### What you need to do
1/ Summarize the seminar description on imperial politics in two sentences.
2/ According to the seminar description on imperial politics, who chairs the seminar?
3/ Write the next part of the seminar description on imperial politics, beginning right after its final sentence.

### Text to read
────────────────

The Matter of Imperial Politics: Archaeological Contributions to Understanding the Role of Things in Productions of Power
Chaired by Tamara Bray and Lori Khatchadourian
April 24 – 28, 2022 New Date
The Matter of Imperial Politics: Archaeological Contributions to the Understanding of Things in Productions of Power
In line with the material turn across a wide swath of the social sciences and humanities, this seminar aims to bring objects in from the cold — in this case, with the specific goal of deepening our understanding of power by relating it to materiality. The renewed interest in things as key components of social and political life has been productively, if unevenly, embraced across Anthropology. Including the significance of things as vital players in the constitution of imperial polities promises new insights into how state power was (and is) constructed, enacted and sustained. The goal of this seminar is to focus on the political work of things in the context of early imperial states from a globally comparative perspective. The point of departure is the idea that power does not exist as an abstract, a priori concept, but rather is constituted and enacted materially through assemblies of human and non-human actors.
The primary objective of The Matter of Imperial Politics seminar is to advance our understanding of the role of things in the production, stabilization, and potential subversion of political power and subject-sovereign positionalities. Discussion and debate along these lines necessarily entails developing working hypotheses about non-human agency, the operation of assemblages, and the dynamic articulation of things informed by empirically-grounded archaeological perspectives. To achieve these objectives, a select set of internationally recognized scholars will be asked to prepare papers and present on one or two assemblages from the imperial contexts in which they work as a way of stimulating comparative thinking and trans-regional dialogue. The aim is to identify salient types of materials/objects/substances associated with particular imperial practices and contexts; to reflect upon the material choices made; to understand the way in which articulations among things, people, and spaces may have worked to enable, constrain or sustain particular social relations; and to analyze how specific assemblages could have set specific social transformations in motion.

────────────────

### Source excerpt
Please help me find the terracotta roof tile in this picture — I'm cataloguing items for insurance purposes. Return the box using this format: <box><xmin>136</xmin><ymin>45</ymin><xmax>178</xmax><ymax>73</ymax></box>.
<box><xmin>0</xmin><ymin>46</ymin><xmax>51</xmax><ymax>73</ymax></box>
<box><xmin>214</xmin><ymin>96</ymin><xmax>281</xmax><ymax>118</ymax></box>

────────────────

### Replies
1/ The seminar aims to deepen understanding of power by relating it to materiality, focusing on the political work of things in early imperial states from a globally comparative perspective. Invited scholars will present on one or two assemblages from the imperial contexts they study, to identify key materials tied to imperial practices and to analyze how things, people, and spaces enabled, constrained, or sustained social relations and set social transformations in motion.

2/ Tamara Bray and Lori Khatchadourian.

3/
The collective expertise of the group will allow for comparative consideration of the Roman, Han, Xiongnu, Hittite, Achaemenid, Merina, Tiwanaku, and Inca imperial enterprises along the thematic lines sketched above. The outcome of these conversations is intended to be a theoretically innovative, peer-reviewed volume that will chart new directions for the study of material agency, imperial practices, and the ways in which political power is assembled. This volume will aim to contribute to contemporary theory-building not only in anthropology and archaeology but also for those working on the relationship between materiality and power in the fields of history, philosophy, political science, sociology, cultural studies, and science & technology studies.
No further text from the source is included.